<<<<

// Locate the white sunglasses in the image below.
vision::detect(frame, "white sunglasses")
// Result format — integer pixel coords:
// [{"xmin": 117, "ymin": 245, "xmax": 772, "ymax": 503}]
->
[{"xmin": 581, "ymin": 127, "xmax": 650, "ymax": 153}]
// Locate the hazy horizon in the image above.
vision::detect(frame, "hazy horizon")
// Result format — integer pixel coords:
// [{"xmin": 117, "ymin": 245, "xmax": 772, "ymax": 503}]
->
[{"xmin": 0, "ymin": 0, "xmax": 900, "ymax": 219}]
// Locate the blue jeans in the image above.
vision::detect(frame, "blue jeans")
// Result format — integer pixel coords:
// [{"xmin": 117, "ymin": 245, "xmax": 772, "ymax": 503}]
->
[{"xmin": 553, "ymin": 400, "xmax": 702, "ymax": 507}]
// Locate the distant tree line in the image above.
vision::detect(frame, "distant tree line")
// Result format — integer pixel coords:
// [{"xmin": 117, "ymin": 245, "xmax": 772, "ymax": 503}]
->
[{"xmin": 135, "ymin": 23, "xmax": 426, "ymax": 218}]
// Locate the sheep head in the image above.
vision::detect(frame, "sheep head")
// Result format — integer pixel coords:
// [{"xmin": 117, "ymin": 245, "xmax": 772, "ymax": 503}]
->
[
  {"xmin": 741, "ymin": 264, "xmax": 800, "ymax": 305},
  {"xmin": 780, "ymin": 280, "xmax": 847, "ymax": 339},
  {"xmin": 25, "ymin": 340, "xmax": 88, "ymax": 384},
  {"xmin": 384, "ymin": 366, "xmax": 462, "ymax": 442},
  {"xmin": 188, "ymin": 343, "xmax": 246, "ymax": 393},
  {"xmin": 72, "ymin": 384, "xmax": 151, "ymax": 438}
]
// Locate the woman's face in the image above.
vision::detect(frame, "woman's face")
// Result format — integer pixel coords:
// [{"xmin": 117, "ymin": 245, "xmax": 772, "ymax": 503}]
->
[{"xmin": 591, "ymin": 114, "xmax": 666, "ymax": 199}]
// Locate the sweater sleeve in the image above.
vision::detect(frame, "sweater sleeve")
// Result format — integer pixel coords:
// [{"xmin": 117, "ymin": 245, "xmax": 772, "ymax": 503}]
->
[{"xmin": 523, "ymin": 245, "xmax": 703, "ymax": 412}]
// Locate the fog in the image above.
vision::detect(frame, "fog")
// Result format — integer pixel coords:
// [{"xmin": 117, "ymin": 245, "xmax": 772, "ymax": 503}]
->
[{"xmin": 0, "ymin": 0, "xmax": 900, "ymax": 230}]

>>>>

GOAL: Rewrite every line of the records as a Markdown table with two columns, Row for the row number and Line for the line itself. Leave out any blank lines.

EXERCISE RESPONSE:
| Row | Line |
|---|---|
| 1 | // Locate the white sunglasses in the image below. |
| 2 | vision::detect(frame, "white sunglasses") |
| 3 | // Result format — integer pixel coords: |
| 4 | // [{"xmin": 117, "ymin": 245, "xmax": 772, "ymax": 503}] |
| 5 | -> |
| 6 | [{"xmin": 581, "ymin": 127, "xmax": 650, "ymax": 153}] |
| 7 | // Locate the hazy horizon in the image above. |
| 8 | vision::detect(frame, "hazy horizon") |
| 9 | // Result format — integer pixel coords: |
| 10 | // [{"xmin": 117, "ymin": 245, "xmax": 772, "ymax": 503}] |
| 11 | -> |
| 12 | [{"xmin": 0, "ymin": 0, "xmax": 900, "ymax": 219}] |
| 13 | // Locate the blue jeans in the image above. |
| 14 | vision::detect(frame, "blue jeans") |
| 15 | // Result format — integer pixel coords: |
| 16 | // [{"xmin": 117, "ymin": 245, "xmax": 772, "ymax": 503}] |
| 17 | -> |
| 18 | [{"xmin": 553, "ymin": 400, "xmax": 702, "ymax": 507}] |
| 19 | // Locate the distant tree line in the image above. |
| 20 | vision::detect(frame, "distant tree line") |
| 21 | // Result format — integer pixel coords: |
| 22 | // [{"xmin": 117, "ymin": 245, "xmax": 772, "ymax": 503}] |
| 23 | -> |
| 24 | [{"xmin": 135, "ymin": 23, "xmax": 426, "ymax": 218}] |
| 25 | // Locate the sheep head in the image above. |
| 26 | vision::detect(frame, "sheep head") |
| 27 | // Result format — integer pixel coords: |
| 28 | // [{"xmin": 117, "ymin": 245, "xmax": 772, "ymax": 503}] |
| 29 | -> |
| 30 | [ |
| 31 |   {"xmin": 741, "ymin": 264, "xmax": 800, "ymax": 305}, |
| 32 |   {"xmin": 780, "ymin": 280, "xmax": 847, "ymax": 339}, |
| 33 |   {"xmin": 25, "ymin": 340, "xmax": 88, "ymax": 384}, |
| 34 |   {"xmin": 384, "ymin": 366, "xmax": 462, "ymax": 442}, |
| 35 |   {"xmin": 188, "ymin": 343, "xmax": 246, "ymax": 393}, |
| 36 |   {"xmin": 72, "ymin": 384, "xmax": 151, "ymax": 438} |
| 37 | ] |
| 38 | // Locate the woman's face in the image above. |
| 39 | vision::detect(frame, "woman's face") |
| 40 | // Result format — integer pixel coords: |
| 41 | // [{"xmin": 117, "ymin": 245, "xmax": 772, "ymax": 503}] |
| 42 | -> |
| 43 | [{"xmin": 591, "ymin": 114, "xmax": 666, "ymax": 199}] |
| 44 | // Locate the sweater sleeve in the image above. |
| 45 | vision::detect(frame, "sweater sleeve") |
| 46 | // Result format — integer pixel coords: |
| 47 | // [{"xmin": 117, "ymin": 245, "xmax": 772, "ymax": 503}] |
| 48 | -> |
| 49 | [{"xmin": 523, "ymin": 245, "xmax": 703, "ymax": 412}] |
| 50 | // Locate the fog in the image above. |
| 51 | vision::detect(frame, "fog") |
| 52 | // Result format — integer pixel coords: |
| 53 | // [{"xmin": 117, "ymin": 245, "xmax": 772, "ymax": 503}] |
| 54 | -> |
| 55 | [{"xmin": 0, "ymin": 0, "xmax": 900, "ymax": 230}] |